Exercise directions: Write back, word for word, the lines from the one containing "Please locate the green stem" to the end of the listing below. Include nothing else, and no pictures.

--- Task material Enclosed Below ---

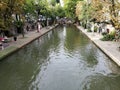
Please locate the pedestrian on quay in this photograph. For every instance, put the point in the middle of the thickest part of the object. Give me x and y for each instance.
(38, 27)
(1, 46)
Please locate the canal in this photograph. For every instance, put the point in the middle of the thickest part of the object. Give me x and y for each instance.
(63, 59)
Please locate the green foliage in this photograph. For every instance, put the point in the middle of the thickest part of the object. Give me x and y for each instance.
(70, 8)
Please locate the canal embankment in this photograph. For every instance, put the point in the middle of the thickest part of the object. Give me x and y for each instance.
(22, 41)
(110, 48)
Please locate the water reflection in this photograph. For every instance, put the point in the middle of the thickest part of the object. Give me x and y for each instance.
(63, 59)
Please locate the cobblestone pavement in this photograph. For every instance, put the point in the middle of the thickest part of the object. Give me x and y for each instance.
(22, 41)
(110, 48)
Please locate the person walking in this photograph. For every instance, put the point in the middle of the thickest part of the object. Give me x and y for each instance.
(38, 27)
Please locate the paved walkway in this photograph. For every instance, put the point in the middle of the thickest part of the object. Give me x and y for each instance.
(110, 48)
(22, 41)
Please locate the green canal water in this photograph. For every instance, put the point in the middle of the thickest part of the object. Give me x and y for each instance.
(63, 59)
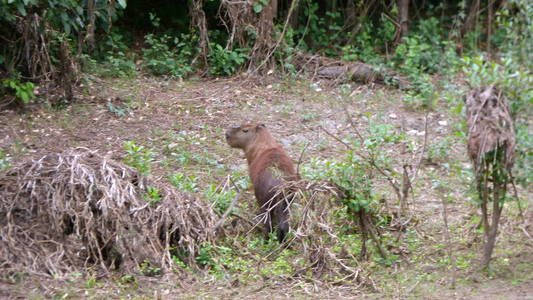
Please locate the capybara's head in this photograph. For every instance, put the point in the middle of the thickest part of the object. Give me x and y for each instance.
(243, 135)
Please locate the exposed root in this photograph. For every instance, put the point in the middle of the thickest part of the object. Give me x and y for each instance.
(77, 209)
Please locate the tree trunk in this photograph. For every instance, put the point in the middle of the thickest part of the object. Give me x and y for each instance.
(263, 42)
(489, 25)
(198, 22)
(403, 20)
(90, 28)
(497, 206)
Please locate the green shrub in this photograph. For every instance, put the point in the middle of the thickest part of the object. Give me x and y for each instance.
(167, 55)
(138, 157)
(226, 62)
(23, 91)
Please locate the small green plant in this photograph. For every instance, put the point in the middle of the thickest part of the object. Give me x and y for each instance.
(138, 157)
(4, 160)
(91, 282)
(148, 270)
(204, 257)
(184, 182)
(127, 279)
(226, 62)
(221, 199)
(118, 111)
(153, 194)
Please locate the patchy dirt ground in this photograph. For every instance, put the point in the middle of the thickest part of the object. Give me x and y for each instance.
(183, 123)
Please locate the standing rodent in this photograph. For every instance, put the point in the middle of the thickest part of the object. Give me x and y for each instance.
(269, 166)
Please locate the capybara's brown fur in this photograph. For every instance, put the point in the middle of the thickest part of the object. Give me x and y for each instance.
(268, 166)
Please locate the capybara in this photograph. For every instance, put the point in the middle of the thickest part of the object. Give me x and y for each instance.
(268, 166)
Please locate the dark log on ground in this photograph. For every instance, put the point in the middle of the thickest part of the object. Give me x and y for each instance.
(343, 71)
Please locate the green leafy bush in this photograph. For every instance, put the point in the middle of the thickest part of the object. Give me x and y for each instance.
(23, 91)
(138, 157)
(226, 62)
(167, 55)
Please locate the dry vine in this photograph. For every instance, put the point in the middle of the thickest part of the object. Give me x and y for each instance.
(68, 211)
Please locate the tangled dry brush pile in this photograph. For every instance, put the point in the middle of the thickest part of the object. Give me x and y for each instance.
(76, 210)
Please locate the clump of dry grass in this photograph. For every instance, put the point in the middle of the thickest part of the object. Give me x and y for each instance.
(314, 234)
(69, 211)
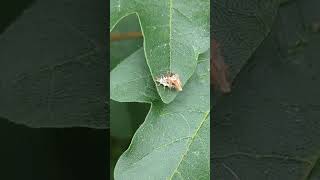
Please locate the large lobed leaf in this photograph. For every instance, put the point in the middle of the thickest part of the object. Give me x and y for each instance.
(173, 142)
(175, 33)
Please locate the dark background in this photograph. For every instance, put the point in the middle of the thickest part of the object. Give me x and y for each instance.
(48, 153)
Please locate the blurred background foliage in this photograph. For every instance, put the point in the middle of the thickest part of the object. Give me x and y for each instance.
(125, 118)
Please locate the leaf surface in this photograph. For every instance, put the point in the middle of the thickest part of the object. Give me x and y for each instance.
(53, 65)
(173, 142)
(269, 127)
(240, 27)
(175, 33)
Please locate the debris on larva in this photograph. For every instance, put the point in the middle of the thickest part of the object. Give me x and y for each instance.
(170, 80)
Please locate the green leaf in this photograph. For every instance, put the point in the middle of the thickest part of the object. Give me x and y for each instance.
(53, 65)
(119, 50)
(269, 127)
(240, 27)
(175, 33)
(173, 142)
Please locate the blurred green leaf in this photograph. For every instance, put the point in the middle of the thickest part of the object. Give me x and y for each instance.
(268, 128)
(119, 50)
(240, 27)
(53, 65)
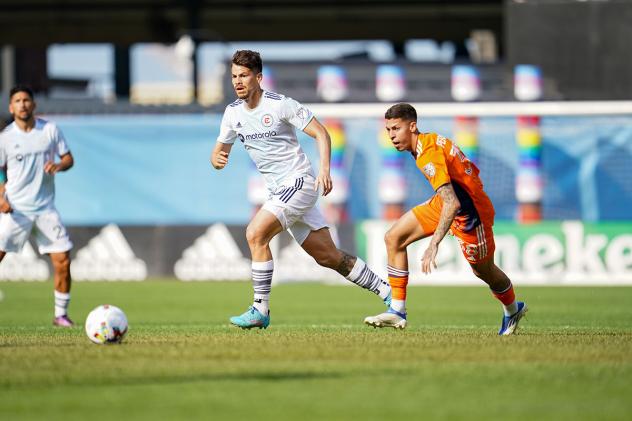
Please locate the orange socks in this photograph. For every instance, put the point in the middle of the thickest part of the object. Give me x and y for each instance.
(398, 279)
(508, 298)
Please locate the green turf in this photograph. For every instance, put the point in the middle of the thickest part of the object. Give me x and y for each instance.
(572, 358)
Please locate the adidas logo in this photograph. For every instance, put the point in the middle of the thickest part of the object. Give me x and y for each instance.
(213, 256)
(109, 257)
(24, 266)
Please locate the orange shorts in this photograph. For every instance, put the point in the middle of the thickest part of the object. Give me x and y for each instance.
(477, 244)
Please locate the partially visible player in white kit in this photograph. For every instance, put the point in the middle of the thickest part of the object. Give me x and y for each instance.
(28, 147)
(266, 122)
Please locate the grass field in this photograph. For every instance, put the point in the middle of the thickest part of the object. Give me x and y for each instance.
(572, 358)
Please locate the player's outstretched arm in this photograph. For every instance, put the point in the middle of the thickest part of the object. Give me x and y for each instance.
(319, 132)
(219, 156)
(66, 162)
(451, 206)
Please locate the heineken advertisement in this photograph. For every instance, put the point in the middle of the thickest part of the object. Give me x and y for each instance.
(547, 253)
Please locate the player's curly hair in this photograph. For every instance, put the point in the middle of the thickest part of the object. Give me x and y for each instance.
(249, 59)
(402, 110)
(20, 88)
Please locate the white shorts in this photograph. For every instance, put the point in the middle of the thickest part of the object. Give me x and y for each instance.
(50, 234)
(294, 205)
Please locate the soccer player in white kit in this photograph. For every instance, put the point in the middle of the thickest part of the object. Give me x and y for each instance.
(266, 122)
(28, 147)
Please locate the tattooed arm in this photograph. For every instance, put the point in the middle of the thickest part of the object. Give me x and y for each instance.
(451, 206)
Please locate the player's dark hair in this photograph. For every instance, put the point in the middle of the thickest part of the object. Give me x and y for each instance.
(20, 88)
(249, 59)
(403, 111)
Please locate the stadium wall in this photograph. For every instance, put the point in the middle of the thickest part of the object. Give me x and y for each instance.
(549, 253)
(154, 170)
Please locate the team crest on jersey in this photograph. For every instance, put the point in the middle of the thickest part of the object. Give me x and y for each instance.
(429, 169)
(267, 120)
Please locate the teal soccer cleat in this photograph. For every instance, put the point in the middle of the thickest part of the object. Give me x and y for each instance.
(510, 323)
(251, 318)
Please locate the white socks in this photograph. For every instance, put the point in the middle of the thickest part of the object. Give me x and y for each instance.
(262, 283)
(364, 277)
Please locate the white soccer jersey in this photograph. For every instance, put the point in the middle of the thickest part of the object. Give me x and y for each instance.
(269, 135)
(28, 188)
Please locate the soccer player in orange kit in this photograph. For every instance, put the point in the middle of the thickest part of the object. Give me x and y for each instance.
(460, 205)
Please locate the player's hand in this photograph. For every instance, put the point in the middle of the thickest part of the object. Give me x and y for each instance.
(5, 207)
(51, 168)
(429, 258)
(324, 180)
(219, 160)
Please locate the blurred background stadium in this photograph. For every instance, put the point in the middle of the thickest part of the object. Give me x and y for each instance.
(538, 93)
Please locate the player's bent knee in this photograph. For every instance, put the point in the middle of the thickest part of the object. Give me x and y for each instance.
(255, 235)
(392, 240)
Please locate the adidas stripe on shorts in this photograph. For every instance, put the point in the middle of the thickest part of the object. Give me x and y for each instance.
(50, 234)
(294, 205)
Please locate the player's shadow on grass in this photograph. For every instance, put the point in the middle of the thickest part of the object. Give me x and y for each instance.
(267, 376)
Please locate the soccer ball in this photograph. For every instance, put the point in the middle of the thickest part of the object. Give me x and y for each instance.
(106, 324)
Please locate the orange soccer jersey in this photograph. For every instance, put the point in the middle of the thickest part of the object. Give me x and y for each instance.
(442, 162)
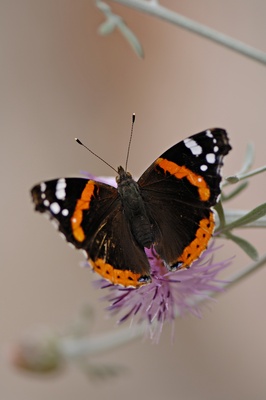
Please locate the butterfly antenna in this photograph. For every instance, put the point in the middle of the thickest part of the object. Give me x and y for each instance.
(130, 139)
(96, 155)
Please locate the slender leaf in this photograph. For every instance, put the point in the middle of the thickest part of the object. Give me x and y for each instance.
(253, 215)
(107, 27)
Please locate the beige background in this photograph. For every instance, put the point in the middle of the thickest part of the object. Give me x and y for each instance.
(59, 80)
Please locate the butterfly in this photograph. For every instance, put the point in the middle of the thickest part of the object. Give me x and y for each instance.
(169, 209)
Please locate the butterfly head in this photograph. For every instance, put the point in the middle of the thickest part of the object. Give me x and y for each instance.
(123, 175)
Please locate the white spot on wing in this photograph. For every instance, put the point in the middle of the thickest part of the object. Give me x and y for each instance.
(55, 208)
(208, 133)
(43, 187)
(210, 158)
(60, 192)
(193, 146)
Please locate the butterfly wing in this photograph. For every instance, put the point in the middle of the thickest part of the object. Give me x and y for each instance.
(90, 216)
(179, 189)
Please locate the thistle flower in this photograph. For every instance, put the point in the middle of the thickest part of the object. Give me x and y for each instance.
(169, 294)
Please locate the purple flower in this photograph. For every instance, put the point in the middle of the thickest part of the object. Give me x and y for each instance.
(169, 294)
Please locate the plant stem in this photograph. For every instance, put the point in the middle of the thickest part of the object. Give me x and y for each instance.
(155, 9)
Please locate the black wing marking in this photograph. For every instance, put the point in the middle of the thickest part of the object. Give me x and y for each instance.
(90, 216)
(178, 190)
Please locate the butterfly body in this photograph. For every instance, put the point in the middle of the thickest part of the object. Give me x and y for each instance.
(168, 209)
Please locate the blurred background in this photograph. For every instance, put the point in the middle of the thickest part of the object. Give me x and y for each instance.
(60, 79)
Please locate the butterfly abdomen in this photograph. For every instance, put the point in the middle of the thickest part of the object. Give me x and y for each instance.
(134, 209)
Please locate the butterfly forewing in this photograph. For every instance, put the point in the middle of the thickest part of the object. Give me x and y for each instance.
(176, 193)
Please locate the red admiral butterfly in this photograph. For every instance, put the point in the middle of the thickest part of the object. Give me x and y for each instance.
(168, 208)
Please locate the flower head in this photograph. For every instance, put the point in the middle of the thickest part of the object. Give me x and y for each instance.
(169, 294)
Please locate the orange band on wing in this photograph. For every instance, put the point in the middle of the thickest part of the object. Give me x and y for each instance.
(183, 172)
(82, 204)
(116, 277)
(199, 244)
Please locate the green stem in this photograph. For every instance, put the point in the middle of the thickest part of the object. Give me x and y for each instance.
(240, 177)
(155, 9)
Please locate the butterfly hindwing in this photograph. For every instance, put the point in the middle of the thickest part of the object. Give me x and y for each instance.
(169, 209)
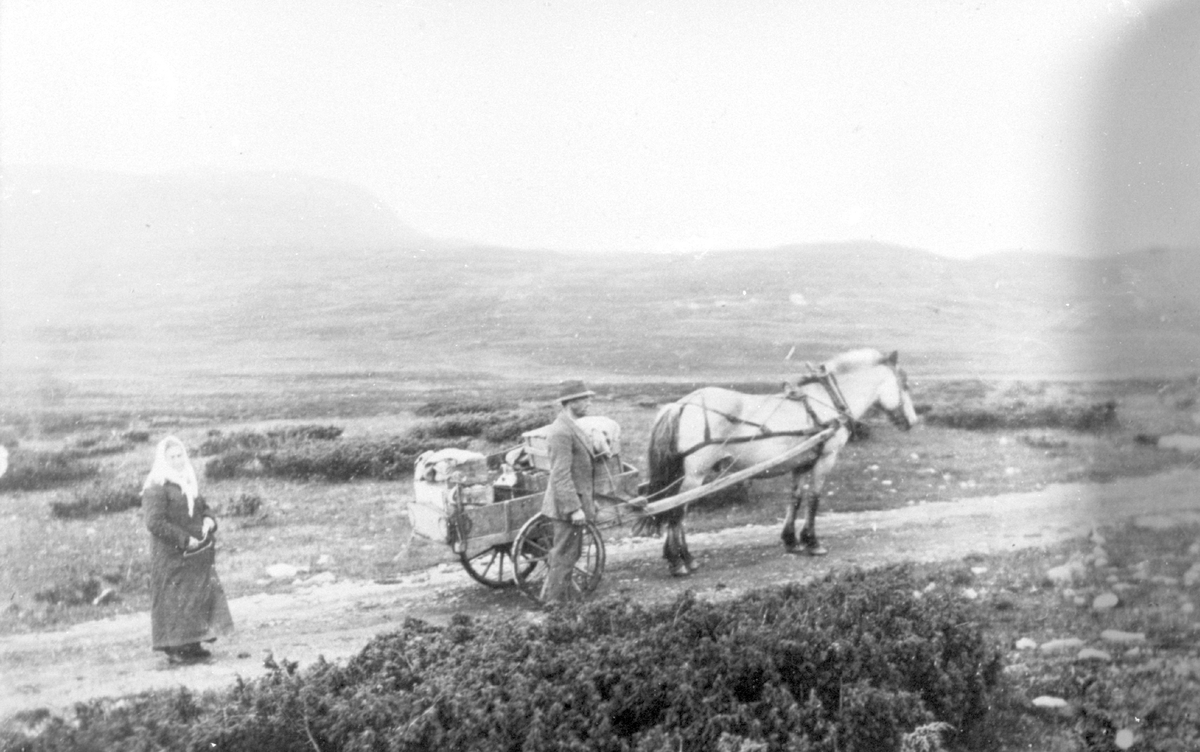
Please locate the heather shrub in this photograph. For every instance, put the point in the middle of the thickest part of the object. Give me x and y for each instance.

--- End of Enclosed Task material ---

Task result:
Please locate the green stem in this photograph. For every instance, put the point in the middle of the thickest part of the object. Give me x and y for each instance.
(240, 177)
(155, 9)
Please locate the butterfly hindwing in this photograph. For every instance, put the point in the middle of the thickest part of the object. Give me x and y for each instance.
(169, 209)
Please locate the heather shrub in this photograph. For every instance, put the point in the middle of the thickest part of the object. Give me x and y for each instance.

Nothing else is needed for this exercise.